# Testo della pagina:

C’è chi ama andare nel solito ristorante di cucina casereccia e ordinare le solite pietanze; ma c’è anche chi preferisce esplorare sempre posti diversi, nuovi tipi di cucine, ricette insolite.
In generale, è probabile che ciascuno di noi in alcune circostanze si senta più portato per una soluzione e in altri casi più attratto dall’altra è ragionevole considerare che il cibo a un livello basilare risponde all’esigenza di nutrirsi per sopravvivere, mentre ad un maggiore livello di complessità – dove entrano in gioco anche il carattere, le influenze ambientali, la cultura etc. – attraverso il cibo si possono soddisfare motivazioni e bisogni di altra natura.
Ad esempio, ma è solo una delle possibilità, il bisogno di ricevere conforto; ed è senz’altro vero che fin dalla nascita cibo e conforto ci vengono forniti contemporaneamente con l’allattamento.
Ma altrettanto importante è il bisogno di appagare la curiosità, di esplorare, di conoscere e scoprire cose nuove.

# Elenco fornito:
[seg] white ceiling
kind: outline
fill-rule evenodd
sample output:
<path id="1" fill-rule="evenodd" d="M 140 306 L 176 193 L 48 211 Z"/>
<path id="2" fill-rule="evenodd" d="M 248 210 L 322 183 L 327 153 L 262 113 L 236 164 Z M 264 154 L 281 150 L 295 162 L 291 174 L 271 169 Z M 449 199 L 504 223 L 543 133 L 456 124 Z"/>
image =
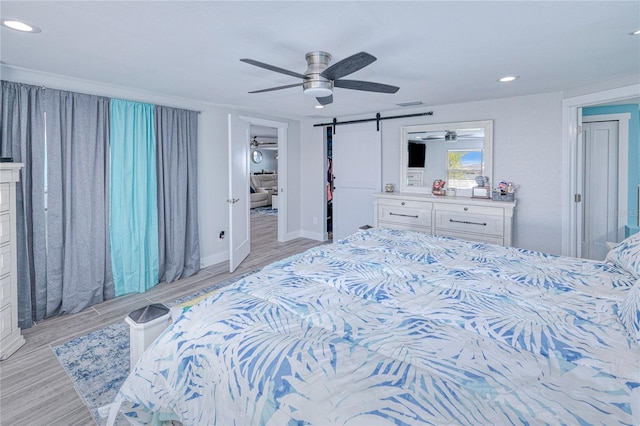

# Attività da svolgere:
**1.** Trascrivi dal testo sul cibo tutto ciò che va da "Ad esempio, ma" giù fino a "contemporaneamente con l’allattamento.".
**2.** Per ogni affermazione, indica con sì o no se concorda con il testo sul cibo e cita le parole del testo che lo stabiliscono.
(a) Cibo e conforto ci vengono forniti insieme fin dalla nascita.
(b) Il bisogno di ricevere conforto è l'unico bisogno che si soddisfa attraverso il cibo.
(c) Tutti preferiscono tornare nel solito ristorante e ordinare le solite pietanze.
L'elenco non ha alcun ruolo in questo lavoro.

# Risposte all'esercizio:
**1.**
Ad esempio, ma è solo una delle possibilità, il bisogno di ricevere conforto; ed è senz’altro vero che fin dalla nascita cibo e conforto ci vengono forniti contemporaneamente con l’allattamento.

**2.**
(a) Sì: "fin dalla nascita cibo e conforto ci vengono forniti contemporaneamente con l’allattamento".
(b) No: "ma è solo una delle possibilità".
(c) No: "ma c’è anche chi preferisce esplorare sempre posti diversi, nuovi tipi di cucine, ricette insolite".